Le emissioni di anidride carbonica di un volo spaziale, con a bordo 4 passeggeri, sono tra le 50 e le 100 volte maggiori rispetto alle circa 2 tonnellate stimate per ogni passeggero di un volo aereo convenzionale a lungo raggio. Ad oggi, alla luce del relativamente basso numero di lanci nello spazio, questa quota di carbonio potrebbe considerarsi trascurabile, ma se i viaggi orbitali diventassero ‘il futuro’ – come spera l’uno o l’altro magnate – le cose cambierebbero e nemmeno di poco. Secondo le stime dell’astrofisico francese Roland Lehoucq, le emissioni della navicella Virgin Galactic – di proprietà dell’imprenditore britannico Richard Branson – si aggirano intorno alle 4-5 tonnellate per passeggero: oltre il doppio del budget annuale individuale di anidride carbonica raccomandato dall’Accordo di Parigi. Gli obiettivi di quest’ultimo potrebbero essere così messi a repentaglio da un settore emergente che ha tutte le carte in regola per imporsi sul mercato. Basti pensare che la Virgin Galactic, da sola, punta ad almeno 400 voli l’anno.

-- Elenco attività --
**1.** Secondo il testo sulle emissioni dei voli spaziali, perché oggi la quota di carbonio dei lanci potrebbe considerarsi trascurabile? Spiegalo in una-tre frasi.
**2.** Rispondi alle domande seguenti sul testo sulle emissioni dei voli spaziali:
(a) Quante tonnellate di anidride carbonica si stimano per ogni passeggero di un volo aereo convenzionale a lungo raggio?
(b) Di chi è la navicella Virgin Galactic?
(c) Quanti voli l'anno punta a effettuare la Virgin Galactic?
**3.** Procedi con il testo sulle emissioni dei voli spaziali dal punto in cui si interrompe.
I dati riportati di seguito sono materiale indipendente dal testo.

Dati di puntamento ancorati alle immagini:
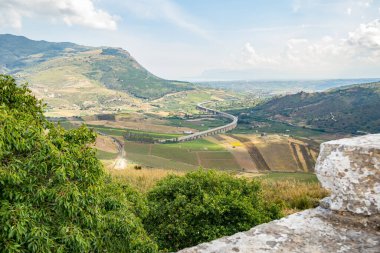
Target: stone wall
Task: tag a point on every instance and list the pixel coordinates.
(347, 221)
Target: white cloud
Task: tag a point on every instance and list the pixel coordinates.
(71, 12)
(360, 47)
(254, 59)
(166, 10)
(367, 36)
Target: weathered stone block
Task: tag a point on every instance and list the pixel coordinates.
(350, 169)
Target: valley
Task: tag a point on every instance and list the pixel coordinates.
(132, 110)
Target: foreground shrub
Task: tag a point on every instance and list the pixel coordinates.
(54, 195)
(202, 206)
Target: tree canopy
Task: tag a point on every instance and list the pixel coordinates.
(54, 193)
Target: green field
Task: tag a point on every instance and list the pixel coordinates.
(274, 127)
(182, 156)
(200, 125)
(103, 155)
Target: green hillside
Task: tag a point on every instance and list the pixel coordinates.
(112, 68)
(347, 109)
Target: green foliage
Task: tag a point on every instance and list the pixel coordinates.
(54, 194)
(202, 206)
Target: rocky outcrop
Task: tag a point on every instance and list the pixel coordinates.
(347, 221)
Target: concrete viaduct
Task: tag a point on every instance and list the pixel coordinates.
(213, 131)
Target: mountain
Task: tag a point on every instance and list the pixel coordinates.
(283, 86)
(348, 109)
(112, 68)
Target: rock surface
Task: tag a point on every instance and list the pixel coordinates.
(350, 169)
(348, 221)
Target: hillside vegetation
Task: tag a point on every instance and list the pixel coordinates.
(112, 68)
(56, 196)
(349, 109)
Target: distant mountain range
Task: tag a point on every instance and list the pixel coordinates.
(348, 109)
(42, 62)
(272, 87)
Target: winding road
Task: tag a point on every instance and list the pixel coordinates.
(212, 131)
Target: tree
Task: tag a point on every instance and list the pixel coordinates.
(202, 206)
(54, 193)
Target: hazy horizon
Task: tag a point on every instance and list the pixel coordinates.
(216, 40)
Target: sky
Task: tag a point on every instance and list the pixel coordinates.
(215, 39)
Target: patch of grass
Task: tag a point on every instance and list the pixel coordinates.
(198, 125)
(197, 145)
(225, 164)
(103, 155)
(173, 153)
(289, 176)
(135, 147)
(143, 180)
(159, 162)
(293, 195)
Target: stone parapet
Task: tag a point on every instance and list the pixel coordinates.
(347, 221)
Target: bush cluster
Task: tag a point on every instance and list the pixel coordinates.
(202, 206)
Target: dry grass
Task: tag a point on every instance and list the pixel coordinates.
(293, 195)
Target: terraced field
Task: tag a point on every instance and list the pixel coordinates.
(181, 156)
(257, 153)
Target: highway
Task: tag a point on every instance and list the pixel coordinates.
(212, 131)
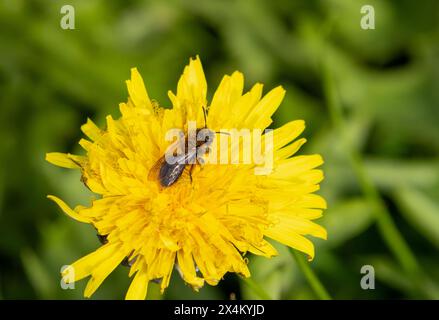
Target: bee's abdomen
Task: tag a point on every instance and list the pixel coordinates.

-- Insieme risposte --
**1.** Oggi la quota di carbonio potrebbe considerarsi trascurabile perché i lanci nello spazio sono relativamente pochi. Il testo precisa però che la situazione cambierebbe in modo sensibile se i viaggi orbitali diventassero "il futuro".

**2.**
(a) Circa 2 tonnellate.
(b) Dell'imprenditore britannico Richard Branson.
(c) Almeno 400 voli l'anno.

**3.**
Tra l’altro, il problema non è solo l’anidride carbonica. Per superare l’atmosfera, i razzi hanno bisogno di un’enorme quantità di propellenti, come il cherosene, per il Falcon 9 di SpaceX, o l’idrogeno liquido, nel caso del nuovo Space Launch System della Nasa. Secondo uno studio di Earth’s Future, due terzi del propellente esausto vengono rilasciati negli strati atmosferici intermedi dove permangono anche per diversi anni. I combustibili poi, oltre alla più preoccupante – in termini climatici – anidride carbonica, rilasciano altre sostanze chimiche nell’atmosfera. In primo luogo, tutti i razzi emettono enormi quantità di calore che favoriscono la conversione dell’azoto atmosferico in ossidi di azoto molto reattivi e, a seconda del carburante impiegato, anche fuliggine, cloro e particelle di ossido di alluminio. Nel complesso, si tratta di tutte sostanze che, da un lato, inducono un assottigliamento dello strato di ozono mentre, dall’altro, esacerbano un già critico riscaldamento globale. È bene quindi che i viaggi orbitali diventino sostenibili prima che si affermino sul panorama globale. Premura che non sembra essere nell’agenda dei più, intanto però, i ricchi fautori del turismo spaziale vengono insigniti, per il loro impegno ambientale, delle più svariate onorificenze.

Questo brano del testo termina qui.